*Data for the task*.
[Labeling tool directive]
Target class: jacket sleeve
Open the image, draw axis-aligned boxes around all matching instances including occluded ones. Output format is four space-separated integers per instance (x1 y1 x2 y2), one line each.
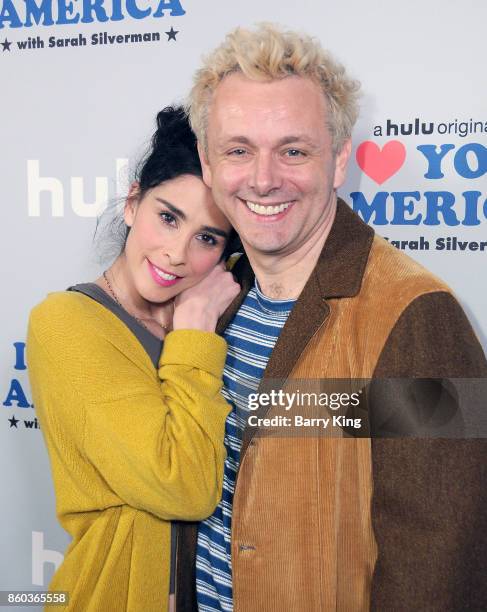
371 292 487 612
28 302 230 520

*Exercise details*. Update these rows by putting "coat sleeve" wherever "jacket sleeve" appears, and keep everything else the same. Leave the pictures out.

*Output of the task*.
[Labeling tool directive]
Target class: coat sleeve
Open the image, draw axis-aligned boxes around all matching instances including occluded ones. Output format is four space-separated integers per instance (x1 y1 x2 y2), one line each.
371 292 487 612
28 302 230 520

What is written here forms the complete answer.